──────── DATASET RECORDS ────────

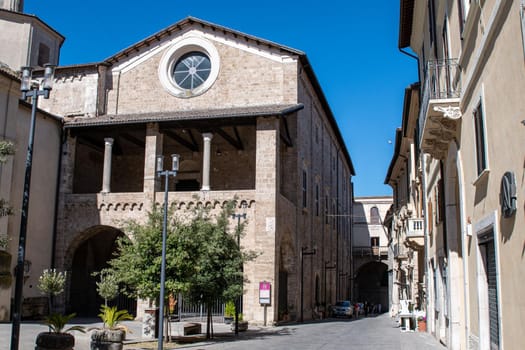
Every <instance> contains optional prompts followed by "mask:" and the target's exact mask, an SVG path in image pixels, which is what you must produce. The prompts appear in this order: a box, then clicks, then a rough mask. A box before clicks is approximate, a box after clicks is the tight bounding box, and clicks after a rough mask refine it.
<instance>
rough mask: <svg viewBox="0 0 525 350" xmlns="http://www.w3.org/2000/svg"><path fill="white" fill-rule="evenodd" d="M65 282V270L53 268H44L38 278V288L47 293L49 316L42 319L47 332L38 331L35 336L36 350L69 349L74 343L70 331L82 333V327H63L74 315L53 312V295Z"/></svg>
mask: <svg viewBox="0 0 525 350" xmlns="http://www.w3.org/2000/svg"><path fill="white" fill-rule="evenodd" d="M65 283H66V272H59V271H56V270H55V269H50V270H44V272H43V273H42V275H41V276H40V277H39V278H38V286H37V287H38V289H40V291H41V292H42V293H44V294H47V295H48V298H49V299H48V301H49V316H47V317H46V318H45V320H44V324H45V325H47V326H48V327H49V332H42V333H39V334H38V336H37V338H36V345H37V346H36V350H40V349H42V350H44V349H45V350H48V349H56V350H70V349H73V346H74V345H75V337H74V336H73V335H72V334H70V332H72V331H79V332H82V333H84V332H85V330H84V327H81V326H72V327H69V328H65V327H66V324H67V323H68V322H69V321H70V320H71V319H72V318H74V317H75V316H76V315H75V314H74V313H73V314H70V315H62V314H59V313H55V312H53V302H52V299H53V297H54V296H57V295H58V294H60V293H62V292H63V291H64V285H65Z"/></svg>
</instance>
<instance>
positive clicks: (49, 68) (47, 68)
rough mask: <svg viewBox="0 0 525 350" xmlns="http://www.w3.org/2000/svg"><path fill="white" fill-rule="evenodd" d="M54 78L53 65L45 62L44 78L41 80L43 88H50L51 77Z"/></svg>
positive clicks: (51, 78)
mask: <svg viewBox="0 0 525 350" xmlns="http://www.w3.org/2000/svg"><path fill="white" fill-rule="evenodd" d="M54 78H55V65H53V64H49V63H47V64H45V65H44V80H43V81H42V89H43V90H48V91H49V90H51V89H52V88H53V79H54Z"/></svg>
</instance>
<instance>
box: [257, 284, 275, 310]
mask: <svg viewBox="0 0 525 350" xmlns="http://www.w3.org/2000/svg"><path fill="white" fill-rule="evenodd" d="M271 291H272V284H271V283H270V282H266V281H263V282H259V303H260V304H262V305H269V304H271Z"/></svg>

────────

Extract the text of all the records above verbatim, excluding pictures.

Every <instance> contains optional prompts followed by "mask:" and the target's exact mask, an SVG path in image pixels, which is what you must produce. The prompts appear in this order: a box, then clicks, then a rough mask. A box before clicks is approximate, a box after clicks is the tight bounding box, and clicks after a rough mask refine it.
<instance>
rough mask: <svg viewBox="0 0 525 350" xmlns="http://www.w3.org/2000/svg"><path fill="white" fill-rule="evenodd" d="M65 282V270L53 268H44L38 278V288L47 293L49 316L42 319L47 332L38 331L35 336L36 350L69 349L74 343L70 331L82 333V327H63L74 315L53 312V295Z"/></svg>
mask: <svg viewBox="0 0 525 350" xmlns="http://www.w3.org/2000/svg"><path fill="white" fill-rule="evenodd" d="M65 283H66V272H59V271H56V270H55V269H50V270H44V272H43V273H42V275H41V276H40V277H39V278H38V286H37V287H38V289H40V291H41V292H42V293H44V294H47V295H48V298H49V299H48V301H49V316H47V317H46V318H45V320H44V324H45V325H47V326H48V327H49V332H42V333H39V334H38V336H37V338H36V345H37V346H36V350H40V349H42V350H44V349H45V350H48V349H56V350H70V349H73V346H74V345H75V337H74V336H73V335H72V334H70V332H72V331H79V332H82V333H84V332H85V330H84V327H81V326H72V327H69V328H65V327H66V324H67V323H68V322H69V321H70V320H71V319H72V318H74V317H75V316H76V315H75V314H74V313H73V314H70V315H62V314H59V313H55V312H53V302H52V299H53V297H54V296H57V295H58V294H60V293H62V292H63V291H64V285H65Z"/></svg>
</instance>
<instance>
positive clicks: (49, 68) (47, 68)
rough mask: <svg viewBox="0 0 525 350" xmlns="http://www.w3.org/2000/svg"><path fill="white" fill-rule="evenodd" d="M54 78L53 65L45 62L44 78L41 80L43 88H50L51 77Z"/></svg>
positive clicks: (51, 78)
mask: <svg viewBox="0 0 525 350" xmlns="http://www.w3.org/2000/svg"><path fill="white" fill-rule="evenodd" d="M54 78H55V65H53V64H49V63H47V64H45V65H44V80H43V81H42V89H43V90H48V91H49V90H51V89H52V88H53V79H54Z"/></svg>
</instance>
<instance>
box: [257, 284, 275, 310]
mask: <svg viewBox="0 0 525 350" xmlns="http://www.w3.org/2000/svg"><path fill="white" fill-rule="evenodd" d="M271 291H272V284H271V283H270V282H266V281H263V282H259V303H260V304H262V305H269V304H271Z"/></svg>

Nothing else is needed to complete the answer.